◆ **Exercise instructions**: For the records that follow, return only the count of lines containing the string "snow".

<<<<

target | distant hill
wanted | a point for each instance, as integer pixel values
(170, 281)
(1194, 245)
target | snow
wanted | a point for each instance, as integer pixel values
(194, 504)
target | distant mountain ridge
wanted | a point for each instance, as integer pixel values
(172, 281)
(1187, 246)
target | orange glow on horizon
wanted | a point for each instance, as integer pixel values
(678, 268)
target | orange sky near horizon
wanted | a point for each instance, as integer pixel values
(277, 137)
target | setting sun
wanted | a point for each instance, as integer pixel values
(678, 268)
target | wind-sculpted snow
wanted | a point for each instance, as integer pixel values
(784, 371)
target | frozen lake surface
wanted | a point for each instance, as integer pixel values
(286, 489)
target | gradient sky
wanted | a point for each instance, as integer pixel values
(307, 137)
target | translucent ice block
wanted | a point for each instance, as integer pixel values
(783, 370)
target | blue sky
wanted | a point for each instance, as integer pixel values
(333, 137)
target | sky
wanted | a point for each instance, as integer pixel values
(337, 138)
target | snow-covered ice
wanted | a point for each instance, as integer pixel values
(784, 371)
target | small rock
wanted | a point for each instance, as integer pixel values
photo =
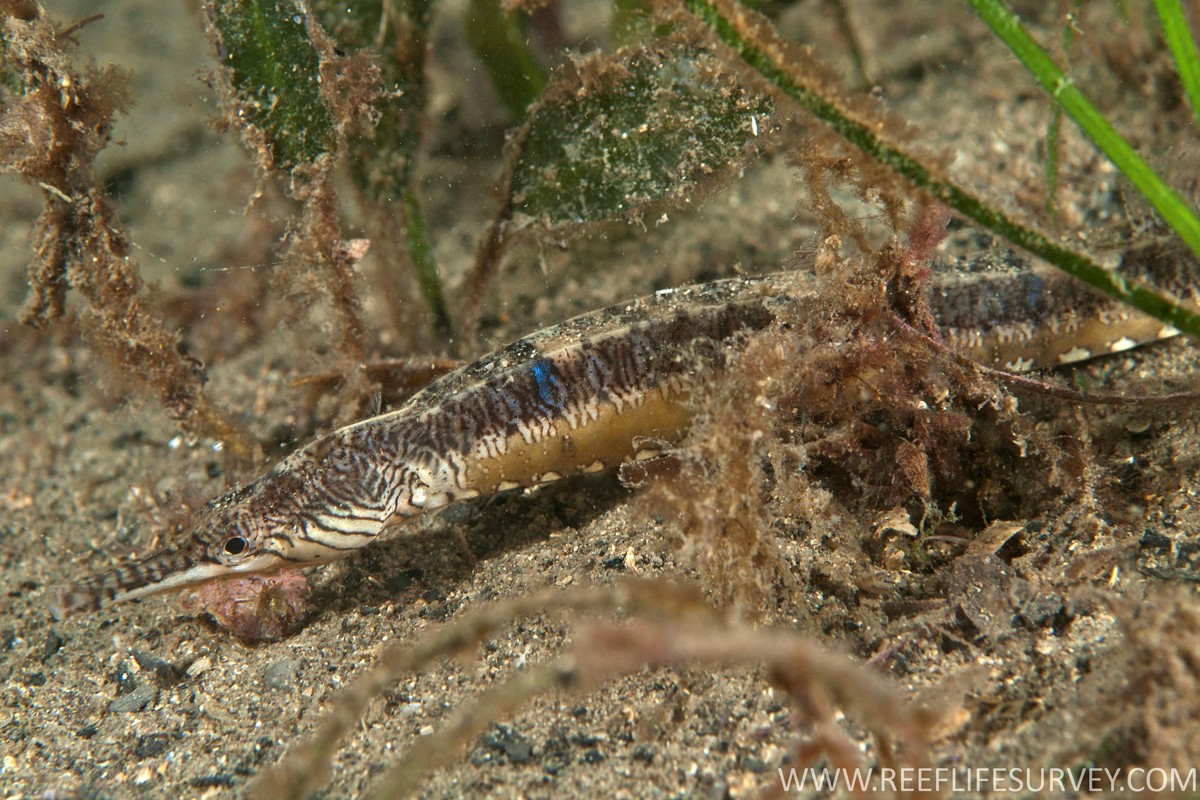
(593, 756)
(514, 746)
(135, 701)
(52, 644)
(124, 678)
(34, 679)
(151, 745)
(163, 672)
(199, 667)
(280, 674)
(643, 753)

>>>>

◆ **Solution below**: 3